§ **Your objective**
In the text about a possible war between Germany and Britain, which two German colonies besides Samoa are named as profitable?

§ **Text section**
-- Opening Marker --

The Krupp guns of 1896 were rebuilt to have a hydropneumatic recoil system in 1904.

The French have a monopoly on quick firing artillery.
...well, that's going to be nasty for the Germans for the first couple of years.

Germany has the Mauser 98 and some other interesting small arms advances that are not as impressive as the French 75mm but could still have a few impacts, especially if they can develop or expand on semi-automatic rifles (like Mannlicher's in Austria) just beginning to make their way to militaries of the time, often ostensibly rejected though few barriers would remain to using them on a wide scale. Heck, the Remington Model 8 / Autoloading Rifle was released within a year of the century's turn *and produced in Belgium shortly thereafter*, add Spitzer rounds and adjust the powder a bit and you get a round that might perform akin to a 7.62x39 / AK47 round, essentially giving the troops an SKS equivalent over four decades ahead of OTL.
 
Alright, I've got comments on both the PoD and the outcome.

People have rightly questioned the plausibility of the PoD. I don't see the Kaiser just up and Deciding to start a war w/ Britain from a standing start. Germany ended up gaining Samoa, one of its 3 profitable colonies [Togo and Nauru were the other ones] as a result of OTL's settlement not a bad deal.

What is needed for war at this time is for Germany to be more stubborn about reciprocal concessions and being more annoying to the British in terms of demands, deployments or support to the Boers in the belief that whatever Germany is doing is not enough to provoke britain to actually go to war in retaliation. Germany needs to push Britain beyond its endurance enough for the British government to decide that tolerating Germany's moves is worse than having war with Germany. Perhaps one shift could be Chamberlain becoming convinced that a German war would be an opportunity to strengthen relations with the Dominions by dividing up colonial spoils with them.

Perhaps if the Kaiser never sent the Telegram to Kruger a few years before, and had faced Britain's apoplectic reaction he would not have truly seen how dangerous supporting the Boers (or supporting the German proxy rebels in Samoa) actually was.

As for the outcome and course of a war, I would think:

a) Neither can defeat the other, but Germany will lose any colonies Britain chooses to take.
b) Other powers will most likely *not* join in, without additional multi-poddage and other contrivances.

Why Russia won't attack Germany:
Russia does not have much animus against Germany at this time, Russia hates the Brits and sympathizes with the Boers. Russia has a couple years old deal with Austria-Hungary to put the Balkans "on ice". Russian expansionist energies are more focused on the Far East than Europe at this time. No amount of British or French funding would suffice to "purchase" Russian belligerency against Germany.

-- Closing Marker --

§ **Data excerpt**
-- Opening Marker --

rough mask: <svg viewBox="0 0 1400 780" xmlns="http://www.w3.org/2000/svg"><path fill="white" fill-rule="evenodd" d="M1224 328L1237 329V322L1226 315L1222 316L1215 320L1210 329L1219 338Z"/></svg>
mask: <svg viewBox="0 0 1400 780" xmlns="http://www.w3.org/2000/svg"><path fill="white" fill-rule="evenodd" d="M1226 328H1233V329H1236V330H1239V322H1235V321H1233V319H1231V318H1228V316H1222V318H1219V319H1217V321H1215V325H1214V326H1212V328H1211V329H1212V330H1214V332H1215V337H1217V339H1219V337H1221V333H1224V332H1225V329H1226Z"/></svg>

-- Closing Marker --

§ **Result of the exercise**
Togo and Nauru.